» TEXT TO READ
Withholding on Distributions to Foreign Beneficiaries of U.S. Estate Six-Step Process

Determining the U.S. tax to be withheld on distributions made to foreign beneficiaries of U.S. estates requires consideration of several factors. These six steps can help fiduciaries in navigating this process.

One: Determine the Tax Status of the Beneficiary

This step entails confirming that the Beneficiary is in fact a nonresident alien (NRA) and not a U.S. citizen, Lawful Permanent Resident (Green Card holder), or tax resident. The NRA must also not satisfy the Substantial Presence Test (SPT).

A beneficiary will be considered a 'resident alien’ for US tax purposes if he or she satisfies the SPT for a tax year.  To fulfill this test in the 2022 tax year, they must be physically present in the US for at least:

  1. 31 days during the current (2022) year; and 
  2. 183 days during the 3-year period that includes this year and the 2 years before that, counting:
    • All the days they were present in the current (2022) year; and
    • 1/3 of the days they were present in the first preceding year (2021) and
    • 1/6 of the days that they were present in the second preceding year (2020).

If the total calculated in this manner equals at least 183 days, the beneficiary would be a U.S. resident for tax purposes in the 2022 tax year (i.e., the U.S. tax year ending December 31, 2022)1

Even if the beneficiary satisfies the SPT, they could still be treated as an NRA if they were present in the U.S. for less than 183 days during 2022 and maintained a tax home in another country and could demonstrate a “closer connection” to that country during the year2

To satisfy the closer connection exception, the beneficiary need to3:

  1. have been in the U.S. for less than 183 days in the year; and
  2. have a closer connection to the other country during that year; and
  3. have maintained a “tax home” in the other country throughout the whole year; and
  4. not have taken any steps towards, and not have an application pending for a change of immigration status (i.e., green card)4.

» WRITTEN TASKS
1. Answer these questions using the text on withholding for foreign beneficiaries of U.S. estates:
(a) How many steps does the text offer to help fiduciaries?
(b) For how many days, at minimum, must a beneficiary be physically present in the U.S. during the current (2022) year to meet the Substantial Presence Test?
(c) Under the closer connection exception, where must the beneficiary have maintained a "tax home" throughout the whole year?
2. Carry on the text on withholding for foreign beneficiaries of U.S. estates from the point where it stops.

» RECORD EXTRACTS
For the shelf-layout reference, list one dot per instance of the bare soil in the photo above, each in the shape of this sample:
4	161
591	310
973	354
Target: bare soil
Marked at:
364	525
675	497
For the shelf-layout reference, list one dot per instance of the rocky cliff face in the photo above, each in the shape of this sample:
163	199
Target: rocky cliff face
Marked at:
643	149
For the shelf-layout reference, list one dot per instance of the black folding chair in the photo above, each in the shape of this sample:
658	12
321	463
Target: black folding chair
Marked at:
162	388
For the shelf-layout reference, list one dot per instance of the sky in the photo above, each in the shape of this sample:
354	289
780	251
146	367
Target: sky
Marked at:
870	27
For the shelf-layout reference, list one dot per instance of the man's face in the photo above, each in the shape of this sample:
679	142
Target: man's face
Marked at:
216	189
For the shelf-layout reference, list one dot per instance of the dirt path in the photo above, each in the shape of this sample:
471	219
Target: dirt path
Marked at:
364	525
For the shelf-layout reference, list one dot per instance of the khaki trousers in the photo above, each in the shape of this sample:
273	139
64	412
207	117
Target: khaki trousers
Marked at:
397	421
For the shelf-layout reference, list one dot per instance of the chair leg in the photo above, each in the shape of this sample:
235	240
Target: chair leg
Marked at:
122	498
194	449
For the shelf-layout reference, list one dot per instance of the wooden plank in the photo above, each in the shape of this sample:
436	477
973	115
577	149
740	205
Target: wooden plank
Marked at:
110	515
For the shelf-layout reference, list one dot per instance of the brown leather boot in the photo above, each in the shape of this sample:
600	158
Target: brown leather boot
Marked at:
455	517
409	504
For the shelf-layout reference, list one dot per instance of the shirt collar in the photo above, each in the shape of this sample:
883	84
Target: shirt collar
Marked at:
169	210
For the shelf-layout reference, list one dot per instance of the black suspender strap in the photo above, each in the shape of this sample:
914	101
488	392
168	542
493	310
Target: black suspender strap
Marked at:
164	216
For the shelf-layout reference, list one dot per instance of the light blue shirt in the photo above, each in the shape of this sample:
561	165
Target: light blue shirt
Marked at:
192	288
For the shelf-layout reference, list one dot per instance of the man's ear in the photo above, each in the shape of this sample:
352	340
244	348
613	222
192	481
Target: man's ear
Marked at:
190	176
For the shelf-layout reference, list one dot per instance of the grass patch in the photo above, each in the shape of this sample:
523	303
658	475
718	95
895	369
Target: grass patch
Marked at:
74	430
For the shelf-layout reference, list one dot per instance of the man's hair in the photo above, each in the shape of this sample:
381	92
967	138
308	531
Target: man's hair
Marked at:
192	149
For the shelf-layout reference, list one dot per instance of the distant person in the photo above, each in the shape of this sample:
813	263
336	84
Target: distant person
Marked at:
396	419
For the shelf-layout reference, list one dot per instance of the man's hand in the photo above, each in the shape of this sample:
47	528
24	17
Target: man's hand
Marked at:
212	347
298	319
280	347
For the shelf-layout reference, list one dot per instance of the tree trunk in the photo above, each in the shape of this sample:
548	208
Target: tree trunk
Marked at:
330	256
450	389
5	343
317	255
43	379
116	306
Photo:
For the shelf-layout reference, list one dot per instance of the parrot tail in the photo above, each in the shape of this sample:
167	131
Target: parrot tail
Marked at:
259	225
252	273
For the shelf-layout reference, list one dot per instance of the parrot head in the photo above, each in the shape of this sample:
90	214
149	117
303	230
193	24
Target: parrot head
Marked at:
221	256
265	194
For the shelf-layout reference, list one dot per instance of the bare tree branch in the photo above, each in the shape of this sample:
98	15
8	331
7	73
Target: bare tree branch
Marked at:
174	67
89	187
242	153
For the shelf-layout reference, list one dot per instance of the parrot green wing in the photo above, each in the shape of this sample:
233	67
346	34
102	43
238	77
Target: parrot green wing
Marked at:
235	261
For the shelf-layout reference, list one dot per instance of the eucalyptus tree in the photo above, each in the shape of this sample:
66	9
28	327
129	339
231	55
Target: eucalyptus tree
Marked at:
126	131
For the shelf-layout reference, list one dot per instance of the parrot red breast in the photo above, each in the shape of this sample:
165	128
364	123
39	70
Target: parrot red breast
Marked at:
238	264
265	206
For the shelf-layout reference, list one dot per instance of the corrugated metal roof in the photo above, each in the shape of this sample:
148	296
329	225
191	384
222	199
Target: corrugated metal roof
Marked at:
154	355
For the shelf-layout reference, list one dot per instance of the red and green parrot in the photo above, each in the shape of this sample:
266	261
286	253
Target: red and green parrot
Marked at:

» EXERCISE RESULTS
1.
(a) Six.
(b) 31 days.
(c) In the other country.

2.
An individual's tax home is considered to be located at the individual's regular or principal (if more than one regular) place of business, and if the individual has no regular or central place of business because of the nature of the business, or because the individual is not engaged in carrying on any trade or business, the individual’s tax home is the individual's regular place of abode in a real and substantial sense5.

In determining this, the Internal Revenue Service (IRS) considers factors such as the location of a person’s6:

  • permanent home
  • family
  • personal belongings, such as cars, furniture, clothing, and jewelry
  • social, political, cultural, or religious affiliations
  • routine personal banking activities
  • business activities (other than those that constitute your tax home)
  • jurisdiction in which they hold a driver's license
  • jurisdiction in which you vote
  • country of residence designated on forms and documents; and
  • types of official forms and documents filed by the individual, such as Form 1078 (Certificate of Alien Claiming Residence in the United States), Form W-8 (Certificate of Foreign Status) or Form W-9 (Payer's Request for Taxpayer identification Number).

If the beneficiary satisfies the closer connection test, then they are treated as a NRA. Once tax status is determined, each beneficiary must complete a Form W-8BEN and return it to the executor, administrator, or trustee (Fiduciary) of the estate. The information on the form will be relevant for three years.

Two: Is Income Being Distributed To The Beneficiary?

Income consists of the interest, dividends, or other return earned on the corpus or principal, or the amount originally received in the estate. The distribution to the beneficiary must be of U.S. sourced income.

Three: Is the Payment Being Made Directly to the Beneficiary?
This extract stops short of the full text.